──────── RECORD EXCERPTS

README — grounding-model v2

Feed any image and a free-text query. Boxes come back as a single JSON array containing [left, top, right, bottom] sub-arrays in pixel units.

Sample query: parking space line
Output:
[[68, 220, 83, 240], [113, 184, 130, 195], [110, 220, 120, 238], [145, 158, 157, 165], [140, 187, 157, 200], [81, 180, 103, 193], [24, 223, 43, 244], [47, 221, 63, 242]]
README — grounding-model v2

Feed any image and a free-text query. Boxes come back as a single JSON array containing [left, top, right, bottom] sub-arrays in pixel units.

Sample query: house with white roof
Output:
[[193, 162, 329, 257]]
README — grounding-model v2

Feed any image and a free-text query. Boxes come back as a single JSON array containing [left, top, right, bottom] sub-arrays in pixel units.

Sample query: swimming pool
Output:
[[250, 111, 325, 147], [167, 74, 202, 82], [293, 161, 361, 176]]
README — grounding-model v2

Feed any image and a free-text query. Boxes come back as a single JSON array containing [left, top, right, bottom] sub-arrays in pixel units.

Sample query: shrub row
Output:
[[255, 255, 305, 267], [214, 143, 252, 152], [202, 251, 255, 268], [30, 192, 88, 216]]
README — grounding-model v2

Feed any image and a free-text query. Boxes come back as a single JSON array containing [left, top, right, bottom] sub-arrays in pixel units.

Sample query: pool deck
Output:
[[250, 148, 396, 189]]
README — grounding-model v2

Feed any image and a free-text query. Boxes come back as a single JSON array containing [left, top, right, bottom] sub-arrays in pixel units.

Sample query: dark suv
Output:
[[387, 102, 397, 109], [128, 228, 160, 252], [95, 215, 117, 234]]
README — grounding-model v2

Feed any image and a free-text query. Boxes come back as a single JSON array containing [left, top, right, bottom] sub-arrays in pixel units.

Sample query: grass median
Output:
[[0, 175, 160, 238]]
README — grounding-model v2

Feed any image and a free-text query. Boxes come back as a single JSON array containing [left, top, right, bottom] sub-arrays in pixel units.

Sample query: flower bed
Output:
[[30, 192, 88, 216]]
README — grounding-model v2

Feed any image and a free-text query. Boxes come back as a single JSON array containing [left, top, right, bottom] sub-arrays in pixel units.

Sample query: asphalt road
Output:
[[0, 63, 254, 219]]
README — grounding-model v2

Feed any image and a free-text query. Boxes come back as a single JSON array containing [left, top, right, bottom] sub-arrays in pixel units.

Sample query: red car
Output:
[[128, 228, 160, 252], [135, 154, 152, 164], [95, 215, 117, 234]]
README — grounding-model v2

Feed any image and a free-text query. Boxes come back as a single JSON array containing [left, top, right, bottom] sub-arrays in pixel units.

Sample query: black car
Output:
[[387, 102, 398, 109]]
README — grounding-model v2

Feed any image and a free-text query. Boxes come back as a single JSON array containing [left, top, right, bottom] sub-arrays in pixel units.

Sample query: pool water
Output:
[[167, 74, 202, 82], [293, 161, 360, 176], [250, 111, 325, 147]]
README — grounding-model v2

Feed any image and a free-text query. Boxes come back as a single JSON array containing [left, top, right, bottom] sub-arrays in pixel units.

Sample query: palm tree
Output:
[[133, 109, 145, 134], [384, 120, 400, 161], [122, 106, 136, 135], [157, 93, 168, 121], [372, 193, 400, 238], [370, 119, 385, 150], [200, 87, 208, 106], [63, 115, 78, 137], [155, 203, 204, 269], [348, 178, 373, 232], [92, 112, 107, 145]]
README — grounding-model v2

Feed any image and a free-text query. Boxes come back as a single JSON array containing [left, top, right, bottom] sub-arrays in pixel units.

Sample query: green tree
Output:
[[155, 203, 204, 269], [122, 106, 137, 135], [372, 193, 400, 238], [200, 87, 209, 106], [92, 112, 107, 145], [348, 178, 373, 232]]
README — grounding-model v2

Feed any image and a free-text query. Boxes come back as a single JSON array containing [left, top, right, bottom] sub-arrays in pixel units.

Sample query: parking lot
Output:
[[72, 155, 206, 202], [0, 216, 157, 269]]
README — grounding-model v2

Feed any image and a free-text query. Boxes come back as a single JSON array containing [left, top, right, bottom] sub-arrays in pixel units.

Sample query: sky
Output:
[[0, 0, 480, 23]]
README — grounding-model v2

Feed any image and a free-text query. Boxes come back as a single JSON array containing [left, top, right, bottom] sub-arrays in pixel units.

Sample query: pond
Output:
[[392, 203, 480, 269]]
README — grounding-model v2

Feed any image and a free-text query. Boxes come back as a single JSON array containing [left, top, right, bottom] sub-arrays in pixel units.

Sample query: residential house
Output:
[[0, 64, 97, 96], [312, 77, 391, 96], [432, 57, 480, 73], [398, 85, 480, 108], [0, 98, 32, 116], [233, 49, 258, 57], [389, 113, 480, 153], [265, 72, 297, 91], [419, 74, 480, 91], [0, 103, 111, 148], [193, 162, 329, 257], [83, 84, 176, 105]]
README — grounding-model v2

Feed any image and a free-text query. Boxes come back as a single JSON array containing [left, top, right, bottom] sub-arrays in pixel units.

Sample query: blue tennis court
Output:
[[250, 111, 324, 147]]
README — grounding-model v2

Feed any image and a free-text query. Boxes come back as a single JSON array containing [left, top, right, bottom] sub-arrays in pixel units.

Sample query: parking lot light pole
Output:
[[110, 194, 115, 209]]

────────────────

▶ **WORK TO BE COMPLETED**:
Reproduce all of the rows above, substituting "Example query" for every occurrence of "Sample query" and leaving everything else unaltered.

▶ **REPLY TO THE TASK**:
README — grounding-model v2

Feed any image and a free-text query. Boxes come back as a single JSON array containing [left, top, right, bottom] sub-arrays in pixel units.

Example query: parking space line
Output:
[[68, 220, 83, 240], [113, 184, 130, 195], [110, 220, 120, 238], [145, 158, 157, 165], [140, 187, 157, 200], [81, 180, 103, 193], [24, 223, 43, 244], [47, 221, 63, 242]]
README — grounding-model v2

Feed any image and a free-text query. Boxes come back as a single JSON array containing [left, top, right, bottom] sub-arrays in pixel units.

Example query: house with white roof
Output:
[[193, 162, 329, 257]]
README — grounding-model v2

Feed any image and a free-text query. Boxes come back as a single JSON array containing [left, top, right, bottom] sub-arrays in pixel units.

Example query: swimming pool
Output:
[[250, 111, 325, 147], [167, 74, 202, 82], [293, 161, 361, 176]]
README — grounding-model v2

Feed any image and a free-text query. Boxes come back as a single JSON array containing [left, top, right, bottom] sub-arrays in pixel units.

Example query: shrub row
Output:
[[255, 255, 305, 267], [214, 143, 252, 152], [202, 251, 255, 268], [30, 192, 88, 216]]
README — grounding-model v2

Feed any image and a free-text query. Boxes come back as a single JSON array containing [left, top, right, bottom] sub-arrays in pixel units.

Example query: pool deck
Output:
[[250, 148, 396, 189]]
README — grounding-model v2

Feed any image and a free-text query. Boxes come back as a single JSON array containing [left, top, right, bottom] sub-arrays in pixel units.

Example query: dark suv
Output:
[[387, 102, 397, 109], [128, 228, 160, 252], [95, 215, 117, 234]]
README — grounding-model v2

Feed any image and a free-text query. Boxes come back as a single JSON array containing [left, top, right, bottom] sub-arrays in pixel units.

Example query: grass median
Output:
[[0, 175, 160, 238]]
README — grounding-model v2

Feed any image and a free-text query. Boxes come back as a single JSON array containing [left, top, right, bottom] sub-arrays in pixel units.

Example query: flower bed
Output:
[[30, 192, 88, 216]]
README — grounding-model v2

Feed any image and a free-text query. Boxes come back as a single JSON array containing [left, top, right, bottom] sub-arrays in pixel units.

Example query: asphalt road
Output:
[[0, 63, 254, 219]]
README — grounding-model v2

Feed any image and a free-text query. Boxes come back as a single JSON array containing [left, top, right, bottom] sub-arrays in pixel units.

Example query: red car
Output:
[[128, 228, 160, 252], [135, 154, 152, 164], [95, 215, 117, 234]]
README — grounding-model v2

Feed any image and a free-text query. Boxes come back as a single JSON array containing [left, top, right, bottom] sub-arrays in pixel units.

Example query: black car
Output:
[[387, 102, 398, 109]]
README — grounding-model v2

Feed any image and a free-text query. Boxes come back as a single JSON array containing [left, top, right, bottom] sub-arrays in pixel units.

Example query: pool water
Output:
[[167, 74, 202, 82], [293, 161, 360, 176], [250, 111, 325, 147]]
README — grounding-model v2

Feed any image and a free-text query. Boxes come back as a single JSON array containing [left, top, right, bottom] sub-arrays in pixel units.

Example query: palm tree
Output:
[[133, 109, 145, 134], [384, 120, 400, 161], [122, 106, 136, 135], [157, 93, 168, 121], [372, 193, 400, 238], [370, 119, 385, 150], [200, 87, 208, 106], [63, 115, 78, 137], [155, 203, 204, 269], [348, 178, 373, 232], [92, 112, 107, 145]]
README — grounding-model v2

Feed any image and a free-text query. Boxes come back as a single JSON array containing [left, top, right, bottom] sub-arrays in pixel units.

Example query: green tree
Output:
[[155, 203, 204, 269], [122, 106, 137, 135], [372, 193, 400, 238], [200, 87, 209, 106], [92, 112, 107, 145], [348, 178, 373, 232]]
README — grounding-model v2

Feed any image and a free-text query. Boxes come back as a single JSON array containing [left, top, right, bottom] sub-arrays in pixel units.

Example query: parking lot
Output:
[[72, 155, 206, 202], [0, 216, 157, 269]]
README — grounding-model v2

Feed any image and a free-text query. Boxes come back as a single JSON array containing [left, top, right, bottom] sub-arrays in pixel units.

Example query: sky
Output:
[[0, 0, 480, 23]]
README — grounding-model v2

Feed any image and a free-text query. Boxes come back as a single JSON array containing [left, top, right, bottom] sub-arrays in pixel units.

Example query: pond
Output:
[[392, 203, 480, 269]]
README — grounding-model v2

Feed any image and a free-text query. Boxes come back as a single JSON array containing [left, top, right, bottom] sub-arrays in pixel units.

Example query: residential house
Output:
[[0, 64, 97, 96], [312, 77, 391, 96], [432, 57, 480, 73], [398, 85, 480, 108], [0, 98, 32, 116], [233, 49, 258, 57], [389, 113, 480, 153], [265, 72, 297, 91], [419, 74, 480, 91], [0, 103, 111, 148], [193, 162, 329, 257], [83, 84, 176, 105]]
README — grounding-model v2

Feed any image and a free-text query. Boxes come back as a single JSON array containing [left, top, right, bottom] sub-arrays in pixel units.

Example query: blue tennis court
Output:
[[250, 111, 324, 147]]
README — grounding-model v2

Feed any image and a free-text query. Boxes come back as a single JSON array containing [left, top, right, bottom] sub-arrays in pixel units.

Example query: parking lot light pole
Output:
[[110, 194, 115, 209]]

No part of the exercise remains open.